**Problem requirements:** Carry over every entry exactly as written, though not the pictures it contains.

....................

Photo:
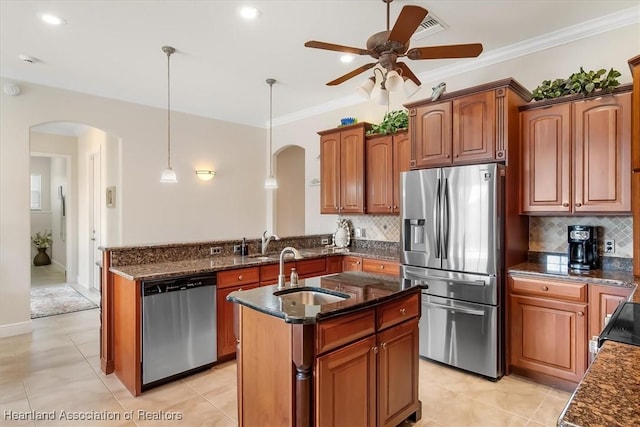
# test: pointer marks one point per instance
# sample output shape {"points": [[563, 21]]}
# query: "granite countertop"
{"points": [[609, 393], [264, 300], [217, 263]]}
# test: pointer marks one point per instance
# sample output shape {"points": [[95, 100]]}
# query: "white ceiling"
{"points": [[113, 48]]}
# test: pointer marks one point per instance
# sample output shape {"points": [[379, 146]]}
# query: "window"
{"points": [[36, 192]]}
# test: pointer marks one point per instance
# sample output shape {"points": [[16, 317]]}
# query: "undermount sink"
{"points": [[306, 296]]}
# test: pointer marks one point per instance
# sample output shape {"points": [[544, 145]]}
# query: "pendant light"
{"points": [[270, 182], [168, 175]]}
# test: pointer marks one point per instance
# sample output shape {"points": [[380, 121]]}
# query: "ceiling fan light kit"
{"points": [[389, 46]]}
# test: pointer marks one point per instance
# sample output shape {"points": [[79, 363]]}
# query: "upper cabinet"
{"points": [[465, 127], [576, 156], [386, 157], [342, 166]]}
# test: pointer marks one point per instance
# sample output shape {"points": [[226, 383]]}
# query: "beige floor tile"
{"points": [[195, 411], [549, 410]]}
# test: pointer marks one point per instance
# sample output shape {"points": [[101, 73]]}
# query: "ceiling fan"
{"points": [[390, 45]]}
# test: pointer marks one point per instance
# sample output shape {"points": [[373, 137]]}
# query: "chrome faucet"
{"points": [[266, 240], [281, 278]]}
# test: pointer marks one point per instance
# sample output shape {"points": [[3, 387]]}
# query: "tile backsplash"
{"points": [[377, 227], [549, 234]]}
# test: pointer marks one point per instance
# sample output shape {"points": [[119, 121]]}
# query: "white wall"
{"points": [[234, 203]]}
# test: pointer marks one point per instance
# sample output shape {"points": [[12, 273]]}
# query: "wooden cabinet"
{"points": [[576, 157], [474, 125], [227, 282], [342, 169], [603, 301], [351, 263], [461, 131], [390, 268], [387, 156], [548, 329]]}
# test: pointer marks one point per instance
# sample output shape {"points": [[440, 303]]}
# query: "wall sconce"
{"points": [[391, 81], [205, 174]]}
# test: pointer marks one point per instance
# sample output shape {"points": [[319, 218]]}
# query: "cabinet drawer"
{"points": [[239, 276], [548, 288], [311, 267], [391, 268], [334, 333], [398, 311]]}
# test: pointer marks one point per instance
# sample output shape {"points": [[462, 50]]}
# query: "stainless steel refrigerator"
{"points": [[452, 228]]}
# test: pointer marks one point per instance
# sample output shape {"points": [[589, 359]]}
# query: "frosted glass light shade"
{"points": [[366, 87], [410, 88], [168, 175], [270, 182], [393, 82]]}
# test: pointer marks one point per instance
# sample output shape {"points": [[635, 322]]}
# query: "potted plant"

....................

**Result of the exercise:**
Photo:
# test: pointer marks one point per instance
# sample output shape {"points": [[563, 21]]}
# query: "granite countertop"
{"points": [[609, 393], [264, 300], [217, 263]]}
# test: pointer marks one point per instance
# sample output shape {"points": [[95, 100]]}
# query: "white ceiling"
{"points": [[113, 48]]}
# test: pointer marks one point per instance
# sample output shape {"points": [[379, 146]]}
# query: "window"
{"points": [[36, 192]]}
# test: pointer marks one point per instance
# sample output shape {"points": [[16, 317]]}
# query: "undermount sink"
{"points": [[306, 296]]}
# test: pointer marks one point per instance
# sample output shape {"points": [[544, 145]]}
# query: "pendant light"
{"points": [[270, 182], [168, 175]]}
# test: pointer marks one point per instance
# sample output shape {"points": [[380, 121]]}
# query: "ceiling fan light kit"
{"points": [[389, 46]]}
# test: pointer marks one point per instance
# sample output shape {"points": [[79, 363]]}
# query: "upper cabinet"
{"points": [[465, 127], [576, 156], [386, 157], [342, 166]]}
# test: pointer marks one point per instance
# sample output shape {"points": [[226, 383]]}
# query: "beige floor tile"
{"points": [[195, 411], [549, 410]]}
# test: pointer marks one point per instance
# sample output shape {"points": [[101, 73]]}
# query: "ceiling fan"
{"points": [[390, 45]]}
# test: pointer marks one point per instance
# sample output shape {"points": [[373, 137]]}
# query: "chrome faucet"
{"points": [[266, 240], [281, 278]]}
# test: pointer marks one point per instance
# sample output shape {"points": [[3, 387]]}
# query: "tile backsplash"
{"points": [[377, 227], [549, 234]]}
# test: pointer marks one point per instance
# sample output shape {"points": [[119, 121]]}
# query: "white wall"
{"points": [[234, 203]]}
# test: pointer marks one point per instance
# sample output shape {"points": [[12, 273]]}
# query: "wooden cabinet"
{"points": [[576, 157], [474, 125], [227, 282], [342, 169], [603, 301], [351, 263], [461, 131], [390, 268], [387, 156], [548, 329]]}
# test: pointer marks one point per instance
# sample output shape {"points": [[440, 303]]}
# query: "wall sconce"
{"points": [[391, 81], [205, 174]]}
# test: pointer marks one point per instance
# sample output shape {"points": [[319, 218]]}
# query: "cabinet drawer"
{"points": [[239, 276], [548, 288], [311, 267], [391, 268], [334, 333], [398, 311]]}
# test: pointer marks one point per instance
# sample output shape {"points": [[462, 50]]}
# query: "stainless steel refrigerator"
{"points": [[452, 228]]}
# test: pointer marks one point per instance
# sample output shape {"points": [[589, 359]]}
# query: "frosted glass light shade"
{"points": [[366, 87], [410, 88], [168, 175], [270, 182], [393, 82]]}
# test: pointer marks one point per instance
# sample output shape {"points": [[635, 322]]}
# query: "potted plant"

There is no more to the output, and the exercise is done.